Job →
Could you rewrite the items from the very first line through the line containing "0,0 -> 955,516", both included, swapping "smoke cloud" for "dust cloud" and leaving everything else unchanged?

----- Records for this exercise

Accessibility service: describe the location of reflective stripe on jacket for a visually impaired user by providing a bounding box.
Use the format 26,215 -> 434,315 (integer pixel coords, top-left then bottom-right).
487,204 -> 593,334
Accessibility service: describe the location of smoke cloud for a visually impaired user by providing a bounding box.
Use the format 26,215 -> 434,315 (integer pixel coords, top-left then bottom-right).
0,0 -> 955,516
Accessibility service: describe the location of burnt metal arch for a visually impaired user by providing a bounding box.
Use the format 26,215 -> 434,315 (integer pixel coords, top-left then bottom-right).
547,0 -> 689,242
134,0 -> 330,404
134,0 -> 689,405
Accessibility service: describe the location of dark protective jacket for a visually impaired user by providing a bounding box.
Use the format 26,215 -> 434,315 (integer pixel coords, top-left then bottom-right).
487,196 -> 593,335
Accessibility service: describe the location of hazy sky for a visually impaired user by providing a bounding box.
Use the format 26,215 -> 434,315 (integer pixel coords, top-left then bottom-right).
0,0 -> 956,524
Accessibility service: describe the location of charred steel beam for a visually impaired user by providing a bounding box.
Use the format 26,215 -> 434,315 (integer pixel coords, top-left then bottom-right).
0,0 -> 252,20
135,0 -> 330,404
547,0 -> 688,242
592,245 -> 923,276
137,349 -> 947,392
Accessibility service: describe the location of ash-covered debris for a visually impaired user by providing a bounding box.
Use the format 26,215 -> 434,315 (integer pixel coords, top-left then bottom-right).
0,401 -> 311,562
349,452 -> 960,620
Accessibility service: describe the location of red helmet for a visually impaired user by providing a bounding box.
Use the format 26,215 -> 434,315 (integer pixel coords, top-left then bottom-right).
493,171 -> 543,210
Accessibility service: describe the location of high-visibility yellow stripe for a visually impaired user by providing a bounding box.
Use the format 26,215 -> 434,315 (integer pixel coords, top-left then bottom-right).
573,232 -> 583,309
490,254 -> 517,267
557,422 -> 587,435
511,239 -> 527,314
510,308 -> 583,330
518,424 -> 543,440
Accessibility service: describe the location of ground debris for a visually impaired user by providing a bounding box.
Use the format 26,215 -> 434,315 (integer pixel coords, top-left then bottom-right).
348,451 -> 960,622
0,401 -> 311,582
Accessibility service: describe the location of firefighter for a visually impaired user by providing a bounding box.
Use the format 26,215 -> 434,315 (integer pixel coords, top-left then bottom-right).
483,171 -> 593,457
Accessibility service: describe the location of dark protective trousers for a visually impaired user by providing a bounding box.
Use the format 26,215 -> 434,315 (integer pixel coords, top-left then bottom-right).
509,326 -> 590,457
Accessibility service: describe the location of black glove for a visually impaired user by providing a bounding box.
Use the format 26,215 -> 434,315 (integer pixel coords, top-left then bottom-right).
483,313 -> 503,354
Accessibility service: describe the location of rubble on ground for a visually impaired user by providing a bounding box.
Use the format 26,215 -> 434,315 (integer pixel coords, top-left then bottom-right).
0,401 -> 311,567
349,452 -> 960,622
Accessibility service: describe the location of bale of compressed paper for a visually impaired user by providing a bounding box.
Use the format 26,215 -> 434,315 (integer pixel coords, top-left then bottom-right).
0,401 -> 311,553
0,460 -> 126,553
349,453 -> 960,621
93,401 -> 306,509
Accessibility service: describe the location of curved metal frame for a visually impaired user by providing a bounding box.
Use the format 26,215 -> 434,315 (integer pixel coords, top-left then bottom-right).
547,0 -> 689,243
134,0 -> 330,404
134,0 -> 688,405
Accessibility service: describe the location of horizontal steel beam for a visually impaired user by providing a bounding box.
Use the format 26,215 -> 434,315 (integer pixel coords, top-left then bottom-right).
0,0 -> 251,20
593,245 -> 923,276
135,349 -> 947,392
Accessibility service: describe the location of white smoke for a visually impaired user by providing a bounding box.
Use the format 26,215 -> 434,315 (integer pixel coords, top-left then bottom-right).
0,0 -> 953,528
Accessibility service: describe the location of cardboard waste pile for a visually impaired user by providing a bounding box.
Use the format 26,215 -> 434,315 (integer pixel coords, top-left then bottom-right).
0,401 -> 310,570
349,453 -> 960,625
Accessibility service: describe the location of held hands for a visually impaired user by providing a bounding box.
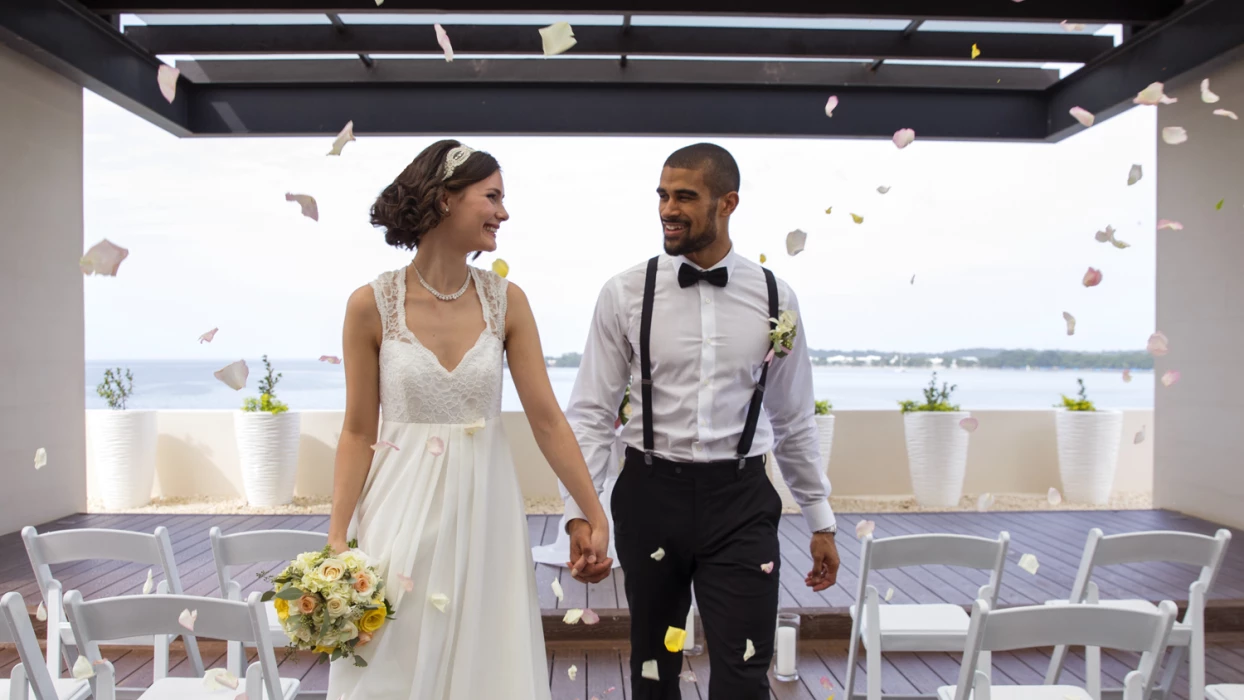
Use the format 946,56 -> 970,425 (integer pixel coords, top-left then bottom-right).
804,532 -> 838,591
566,517 -> 613,583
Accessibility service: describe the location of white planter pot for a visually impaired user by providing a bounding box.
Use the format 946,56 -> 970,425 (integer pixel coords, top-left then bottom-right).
91,410 -> 159,510
1054,409 -> 1123,505
816,415 -> 833,471
234,410 -> 301,506
903,412 -> 972,507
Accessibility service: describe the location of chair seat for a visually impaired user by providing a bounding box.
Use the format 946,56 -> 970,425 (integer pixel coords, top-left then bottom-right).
138,678 -> 300,700
851,603 -> 972,653
1205,683 -> 1244,700
937,685 -> 1092,700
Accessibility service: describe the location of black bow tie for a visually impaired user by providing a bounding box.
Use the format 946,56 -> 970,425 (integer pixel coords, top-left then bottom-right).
678,262 -> 730,288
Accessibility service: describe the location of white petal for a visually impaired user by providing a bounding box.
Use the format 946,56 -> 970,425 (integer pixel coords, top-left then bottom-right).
213,359 -> 250,392
1071,107 -> 1095,127
1162,127 -> 1188,145
540,22 -> 577,56
1200,78 -> 1218,104
786,229 -> 807,255
156,63 -> 182,103
328,122 -> 355,155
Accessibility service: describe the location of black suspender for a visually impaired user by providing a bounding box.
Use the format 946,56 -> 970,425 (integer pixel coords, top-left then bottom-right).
639,256 -> 778,469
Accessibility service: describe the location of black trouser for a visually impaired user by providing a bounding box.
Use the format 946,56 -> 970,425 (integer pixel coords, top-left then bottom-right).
611,448 -> 781,700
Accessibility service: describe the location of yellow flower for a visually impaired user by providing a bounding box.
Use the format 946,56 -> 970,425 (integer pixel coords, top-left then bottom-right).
358,604 -> 388,633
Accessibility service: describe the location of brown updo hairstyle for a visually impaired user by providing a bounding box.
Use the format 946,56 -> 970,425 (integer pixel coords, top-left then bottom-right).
372,139 -> 501,256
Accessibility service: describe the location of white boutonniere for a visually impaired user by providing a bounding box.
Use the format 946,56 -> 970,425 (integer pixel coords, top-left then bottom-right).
765,310 -> 799,362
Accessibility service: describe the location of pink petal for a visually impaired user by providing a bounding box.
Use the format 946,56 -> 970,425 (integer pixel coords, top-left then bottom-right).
1071,107 -> 1095,127
156,63 -> 182,103
213,359 -> 250,392
1084,267 -> 1101,287
285,193 -> 320,221
894,129 -> 916,148
78,239 -> 129,277
432,25 -> 454,61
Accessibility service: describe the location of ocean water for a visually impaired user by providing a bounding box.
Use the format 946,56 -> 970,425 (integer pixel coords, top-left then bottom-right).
85,359 -> 1154,410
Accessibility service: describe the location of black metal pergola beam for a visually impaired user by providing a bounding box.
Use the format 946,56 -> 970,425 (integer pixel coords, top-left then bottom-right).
126,23 -> 1113,63
83,0 -> 1183,24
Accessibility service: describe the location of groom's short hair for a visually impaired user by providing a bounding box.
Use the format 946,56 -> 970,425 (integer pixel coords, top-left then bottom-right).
666,143 -> 739,199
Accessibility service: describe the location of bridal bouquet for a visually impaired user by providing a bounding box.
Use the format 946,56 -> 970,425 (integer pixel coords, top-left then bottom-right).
264,547 -> 392,666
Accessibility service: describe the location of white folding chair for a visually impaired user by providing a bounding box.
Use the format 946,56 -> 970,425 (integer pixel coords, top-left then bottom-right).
65,591 -> 300,700
21,525 -> 203,678
938,601 -> 1176,700
209,527 -> 328,674
0,592 -> 91,700
846,532 -> 1010,700
1046,527 -> 1232,700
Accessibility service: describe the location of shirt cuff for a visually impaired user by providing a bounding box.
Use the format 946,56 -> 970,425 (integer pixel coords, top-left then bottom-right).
801,499 -> 837,532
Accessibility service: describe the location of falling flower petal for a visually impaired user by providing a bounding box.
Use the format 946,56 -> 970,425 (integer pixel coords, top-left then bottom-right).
1144,331 -> 1171,357
1200,78 -> 1218,104
666,627 -> 687,654
432,25 -> 457,62
428,435 -> 445,456
78,239 -> 129,277
893,129 -> 916,148
156,63 -> 182,103
1162,127 -> 1188,145
73,654 -> 95,680
428,593 -> 449,612
1084,267 -> 1101,287
786,229 -> 807,255
1071,107 -> 1095,127
328,122 -> 356,155
856,520 -> 877,538
1132,82 -> 1166,104
540,22 -> 576,56
213,359 -> 250,392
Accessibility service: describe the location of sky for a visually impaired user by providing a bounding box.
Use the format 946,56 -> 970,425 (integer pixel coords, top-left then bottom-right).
85,73 -> 1157,361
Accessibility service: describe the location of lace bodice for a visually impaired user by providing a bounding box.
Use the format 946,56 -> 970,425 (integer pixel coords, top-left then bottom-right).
372,267 -> 509,424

----------

The response →
Accessibility service: describe the location of reflective stripe on jacket for a visually impaired user by providing a bounding box.
Use the format 26,215 -> 434,315 (integer pixel coords, top-left then bottom-right).
487,204 -> 593,334
Accessibility service: describe the location of dust cloud for a visually impaired user by providing a bounding box.
Use the format 26,215 -> 434,315 (integer pixel coords, top-left then bottom-right).
0,0 -> 955,516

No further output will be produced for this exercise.